====== RECORDS SHOWN ======
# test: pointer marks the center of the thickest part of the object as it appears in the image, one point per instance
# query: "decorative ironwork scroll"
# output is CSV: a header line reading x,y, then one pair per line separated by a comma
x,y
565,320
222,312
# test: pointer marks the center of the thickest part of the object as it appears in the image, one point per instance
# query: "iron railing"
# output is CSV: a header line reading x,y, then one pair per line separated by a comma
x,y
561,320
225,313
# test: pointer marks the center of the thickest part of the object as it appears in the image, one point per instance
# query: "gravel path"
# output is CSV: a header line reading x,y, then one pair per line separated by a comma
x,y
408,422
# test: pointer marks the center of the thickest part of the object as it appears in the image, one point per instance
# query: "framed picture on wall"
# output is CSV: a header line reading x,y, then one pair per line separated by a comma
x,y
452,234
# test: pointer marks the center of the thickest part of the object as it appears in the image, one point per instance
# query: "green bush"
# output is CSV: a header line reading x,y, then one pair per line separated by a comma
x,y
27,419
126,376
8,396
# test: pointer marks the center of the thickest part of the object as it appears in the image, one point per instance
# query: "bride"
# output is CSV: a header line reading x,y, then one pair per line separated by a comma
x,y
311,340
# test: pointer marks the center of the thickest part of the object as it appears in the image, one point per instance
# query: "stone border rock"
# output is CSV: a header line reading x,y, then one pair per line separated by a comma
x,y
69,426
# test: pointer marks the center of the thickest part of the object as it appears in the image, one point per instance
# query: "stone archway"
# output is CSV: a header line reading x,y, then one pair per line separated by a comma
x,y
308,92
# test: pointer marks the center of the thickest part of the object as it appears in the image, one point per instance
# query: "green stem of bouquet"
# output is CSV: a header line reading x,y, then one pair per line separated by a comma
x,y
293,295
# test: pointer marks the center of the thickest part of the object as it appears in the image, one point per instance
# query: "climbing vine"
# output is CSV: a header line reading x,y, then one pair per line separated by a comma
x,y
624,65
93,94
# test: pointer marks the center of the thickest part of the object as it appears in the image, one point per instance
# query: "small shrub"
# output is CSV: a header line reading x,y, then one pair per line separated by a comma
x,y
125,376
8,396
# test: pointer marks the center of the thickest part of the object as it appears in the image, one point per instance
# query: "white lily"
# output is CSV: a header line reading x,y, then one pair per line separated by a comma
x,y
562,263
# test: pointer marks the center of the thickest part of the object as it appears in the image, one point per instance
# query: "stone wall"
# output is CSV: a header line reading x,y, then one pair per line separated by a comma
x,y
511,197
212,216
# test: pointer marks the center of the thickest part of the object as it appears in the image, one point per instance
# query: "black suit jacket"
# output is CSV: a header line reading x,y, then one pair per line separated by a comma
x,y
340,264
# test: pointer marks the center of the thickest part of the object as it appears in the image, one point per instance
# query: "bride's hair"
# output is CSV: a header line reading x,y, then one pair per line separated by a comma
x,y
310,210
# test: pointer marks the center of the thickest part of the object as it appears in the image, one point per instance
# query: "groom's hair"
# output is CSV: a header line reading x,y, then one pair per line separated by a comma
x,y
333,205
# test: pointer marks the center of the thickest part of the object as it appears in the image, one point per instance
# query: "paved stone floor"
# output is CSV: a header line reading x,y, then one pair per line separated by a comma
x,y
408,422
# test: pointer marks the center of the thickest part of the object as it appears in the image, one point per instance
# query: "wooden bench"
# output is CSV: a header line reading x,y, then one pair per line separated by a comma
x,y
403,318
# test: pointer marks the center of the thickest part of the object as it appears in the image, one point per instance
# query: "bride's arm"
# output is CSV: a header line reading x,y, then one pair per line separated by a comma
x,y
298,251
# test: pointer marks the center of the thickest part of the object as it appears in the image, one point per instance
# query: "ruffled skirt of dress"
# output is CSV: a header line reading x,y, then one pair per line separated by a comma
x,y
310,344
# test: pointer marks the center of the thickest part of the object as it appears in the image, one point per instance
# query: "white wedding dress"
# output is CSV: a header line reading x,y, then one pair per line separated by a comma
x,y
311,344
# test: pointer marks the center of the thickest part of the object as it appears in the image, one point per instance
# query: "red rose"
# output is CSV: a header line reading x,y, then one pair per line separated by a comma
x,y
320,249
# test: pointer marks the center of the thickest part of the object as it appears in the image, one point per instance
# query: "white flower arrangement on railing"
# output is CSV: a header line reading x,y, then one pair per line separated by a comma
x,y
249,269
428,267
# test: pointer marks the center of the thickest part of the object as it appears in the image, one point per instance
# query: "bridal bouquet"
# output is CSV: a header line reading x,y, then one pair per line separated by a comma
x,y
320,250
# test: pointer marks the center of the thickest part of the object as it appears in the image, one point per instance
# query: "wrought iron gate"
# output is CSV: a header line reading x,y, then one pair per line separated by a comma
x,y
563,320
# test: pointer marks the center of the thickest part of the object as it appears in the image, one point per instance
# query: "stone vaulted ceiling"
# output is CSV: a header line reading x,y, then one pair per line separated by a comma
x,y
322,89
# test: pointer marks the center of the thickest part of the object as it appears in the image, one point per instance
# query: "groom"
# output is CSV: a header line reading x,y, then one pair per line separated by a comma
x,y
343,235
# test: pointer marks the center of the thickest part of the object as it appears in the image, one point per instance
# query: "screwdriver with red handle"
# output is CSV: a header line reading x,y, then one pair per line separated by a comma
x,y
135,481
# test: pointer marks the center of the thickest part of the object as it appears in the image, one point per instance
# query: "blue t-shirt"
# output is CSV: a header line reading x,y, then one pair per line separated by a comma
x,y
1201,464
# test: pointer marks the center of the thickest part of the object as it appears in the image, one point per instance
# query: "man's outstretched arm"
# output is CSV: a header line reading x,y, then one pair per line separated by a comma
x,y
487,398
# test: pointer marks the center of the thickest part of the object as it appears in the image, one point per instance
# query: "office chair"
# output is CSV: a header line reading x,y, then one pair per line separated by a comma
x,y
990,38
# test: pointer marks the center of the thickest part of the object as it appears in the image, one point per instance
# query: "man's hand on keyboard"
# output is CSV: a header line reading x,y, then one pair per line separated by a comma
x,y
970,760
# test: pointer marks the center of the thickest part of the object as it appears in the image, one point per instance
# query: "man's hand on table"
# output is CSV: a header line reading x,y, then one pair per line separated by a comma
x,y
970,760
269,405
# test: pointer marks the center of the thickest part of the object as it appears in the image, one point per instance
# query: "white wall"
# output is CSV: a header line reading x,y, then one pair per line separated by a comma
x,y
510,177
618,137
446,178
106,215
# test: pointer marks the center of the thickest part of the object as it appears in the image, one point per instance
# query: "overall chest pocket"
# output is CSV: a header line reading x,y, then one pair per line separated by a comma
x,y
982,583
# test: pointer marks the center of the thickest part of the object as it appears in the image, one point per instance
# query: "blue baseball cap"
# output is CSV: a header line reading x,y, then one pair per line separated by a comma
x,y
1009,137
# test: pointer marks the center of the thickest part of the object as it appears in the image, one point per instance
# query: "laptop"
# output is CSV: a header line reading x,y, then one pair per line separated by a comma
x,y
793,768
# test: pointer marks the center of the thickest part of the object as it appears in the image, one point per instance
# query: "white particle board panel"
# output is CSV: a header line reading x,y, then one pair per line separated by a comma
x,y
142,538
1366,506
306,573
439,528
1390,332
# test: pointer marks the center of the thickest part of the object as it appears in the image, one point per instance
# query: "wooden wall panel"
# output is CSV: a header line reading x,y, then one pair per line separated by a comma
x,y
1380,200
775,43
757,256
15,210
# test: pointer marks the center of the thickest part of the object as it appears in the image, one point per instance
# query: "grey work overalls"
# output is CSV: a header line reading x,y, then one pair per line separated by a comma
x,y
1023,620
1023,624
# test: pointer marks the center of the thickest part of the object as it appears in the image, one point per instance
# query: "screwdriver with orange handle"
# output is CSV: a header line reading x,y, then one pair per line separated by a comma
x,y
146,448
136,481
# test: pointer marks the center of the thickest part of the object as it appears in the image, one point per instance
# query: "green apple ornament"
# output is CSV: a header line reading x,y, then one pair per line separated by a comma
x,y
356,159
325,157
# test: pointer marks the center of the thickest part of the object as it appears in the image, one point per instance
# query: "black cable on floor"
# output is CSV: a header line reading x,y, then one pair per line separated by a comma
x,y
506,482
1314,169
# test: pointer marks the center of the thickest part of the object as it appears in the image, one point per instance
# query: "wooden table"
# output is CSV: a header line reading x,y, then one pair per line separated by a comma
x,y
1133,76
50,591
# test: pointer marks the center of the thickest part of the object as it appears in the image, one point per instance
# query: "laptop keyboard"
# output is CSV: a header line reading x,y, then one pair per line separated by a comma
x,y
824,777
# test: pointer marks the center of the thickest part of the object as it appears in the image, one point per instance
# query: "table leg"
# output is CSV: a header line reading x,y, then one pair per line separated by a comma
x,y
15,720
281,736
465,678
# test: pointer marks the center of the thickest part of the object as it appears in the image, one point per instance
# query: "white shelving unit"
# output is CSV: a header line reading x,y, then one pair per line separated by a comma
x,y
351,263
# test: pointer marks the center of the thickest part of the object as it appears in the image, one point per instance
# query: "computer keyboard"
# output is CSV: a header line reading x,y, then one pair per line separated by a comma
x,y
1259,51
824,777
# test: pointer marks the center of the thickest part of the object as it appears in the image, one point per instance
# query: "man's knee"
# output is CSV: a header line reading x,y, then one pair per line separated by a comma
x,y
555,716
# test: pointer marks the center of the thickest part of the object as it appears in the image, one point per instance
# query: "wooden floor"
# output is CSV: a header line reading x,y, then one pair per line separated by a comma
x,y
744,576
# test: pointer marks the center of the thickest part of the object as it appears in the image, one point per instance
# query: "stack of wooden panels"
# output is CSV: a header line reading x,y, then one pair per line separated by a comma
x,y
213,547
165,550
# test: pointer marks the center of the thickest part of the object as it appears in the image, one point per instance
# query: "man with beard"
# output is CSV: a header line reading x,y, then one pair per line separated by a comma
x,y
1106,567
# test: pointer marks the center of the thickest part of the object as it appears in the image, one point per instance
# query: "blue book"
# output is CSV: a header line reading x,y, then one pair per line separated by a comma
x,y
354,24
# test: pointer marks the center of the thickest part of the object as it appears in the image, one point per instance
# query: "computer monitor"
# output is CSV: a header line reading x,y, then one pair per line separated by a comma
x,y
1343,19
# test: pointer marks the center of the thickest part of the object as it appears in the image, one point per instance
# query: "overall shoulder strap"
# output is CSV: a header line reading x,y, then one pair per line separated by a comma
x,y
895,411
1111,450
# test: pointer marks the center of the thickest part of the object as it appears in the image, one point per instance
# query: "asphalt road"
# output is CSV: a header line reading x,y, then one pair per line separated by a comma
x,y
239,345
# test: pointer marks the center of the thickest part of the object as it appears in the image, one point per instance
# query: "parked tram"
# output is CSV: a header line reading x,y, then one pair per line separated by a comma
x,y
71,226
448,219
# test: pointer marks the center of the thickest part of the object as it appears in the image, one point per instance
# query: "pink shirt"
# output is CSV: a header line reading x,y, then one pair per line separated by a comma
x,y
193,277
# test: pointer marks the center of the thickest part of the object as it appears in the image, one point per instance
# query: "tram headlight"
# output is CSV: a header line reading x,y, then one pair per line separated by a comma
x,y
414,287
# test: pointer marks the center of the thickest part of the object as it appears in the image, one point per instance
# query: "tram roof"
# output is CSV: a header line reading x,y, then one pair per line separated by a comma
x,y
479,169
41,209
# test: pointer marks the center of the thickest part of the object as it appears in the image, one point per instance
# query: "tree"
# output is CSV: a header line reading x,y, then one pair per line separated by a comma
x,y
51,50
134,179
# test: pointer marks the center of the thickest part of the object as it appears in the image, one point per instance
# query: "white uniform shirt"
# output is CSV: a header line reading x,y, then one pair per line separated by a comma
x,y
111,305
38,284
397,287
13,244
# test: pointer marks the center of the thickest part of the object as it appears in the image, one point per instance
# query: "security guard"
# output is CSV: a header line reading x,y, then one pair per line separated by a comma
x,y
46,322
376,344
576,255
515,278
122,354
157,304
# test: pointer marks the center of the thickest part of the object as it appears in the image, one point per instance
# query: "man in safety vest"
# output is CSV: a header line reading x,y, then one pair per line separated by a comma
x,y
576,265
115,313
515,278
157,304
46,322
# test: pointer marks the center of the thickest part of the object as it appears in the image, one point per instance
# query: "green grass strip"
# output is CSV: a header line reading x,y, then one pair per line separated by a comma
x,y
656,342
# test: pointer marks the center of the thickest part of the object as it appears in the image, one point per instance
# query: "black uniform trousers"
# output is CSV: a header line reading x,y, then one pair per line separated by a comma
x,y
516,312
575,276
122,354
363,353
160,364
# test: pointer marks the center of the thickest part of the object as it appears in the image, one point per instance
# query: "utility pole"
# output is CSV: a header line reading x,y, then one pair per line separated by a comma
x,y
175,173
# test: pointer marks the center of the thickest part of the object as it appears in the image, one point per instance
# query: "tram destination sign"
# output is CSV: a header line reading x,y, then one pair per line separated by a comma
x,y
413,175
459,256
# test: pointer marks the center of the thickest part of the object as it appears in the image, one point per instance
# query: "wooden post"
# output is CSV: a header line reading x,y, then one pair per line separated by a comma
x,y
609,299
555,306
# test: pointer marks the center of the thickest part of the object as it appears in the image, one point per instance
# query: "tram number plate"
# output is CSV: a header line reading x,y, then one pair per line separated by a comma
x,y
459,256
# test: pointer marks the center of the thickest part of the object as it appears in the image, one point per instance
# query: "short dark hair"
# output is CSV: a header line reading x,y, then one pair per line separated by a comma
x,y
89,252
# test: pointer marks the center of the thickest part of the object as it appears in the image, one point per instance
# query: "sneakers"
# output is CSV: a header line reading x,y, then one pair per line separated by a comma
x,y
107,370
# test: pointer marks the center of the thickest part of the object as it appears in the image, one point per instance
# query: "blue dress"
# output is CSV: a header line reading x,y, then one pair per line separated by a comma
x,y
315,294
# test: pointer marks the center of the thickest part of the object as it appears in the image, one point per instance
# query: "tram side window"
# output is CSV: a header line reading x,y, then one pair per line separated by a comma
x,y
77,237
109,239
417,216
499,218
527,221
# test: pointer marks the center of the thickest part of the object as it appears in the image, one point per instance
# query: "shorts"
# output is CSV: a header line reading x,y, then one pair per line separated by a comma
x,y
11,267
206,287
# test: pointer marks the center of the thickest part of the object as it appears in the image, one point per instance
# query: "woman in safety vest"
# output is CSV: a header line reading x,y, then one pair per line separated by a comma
======
• _YOUR ASSIGNMENT_: In the entries above, find each line with the word "stone" and show it.

• _EXERCISE SOLUTION_:
# query: "stone border rock"
# query: "stone archway"
# query: "stone wall"
# query: "paved stone floor"
# query: "stone vaulted ceiling"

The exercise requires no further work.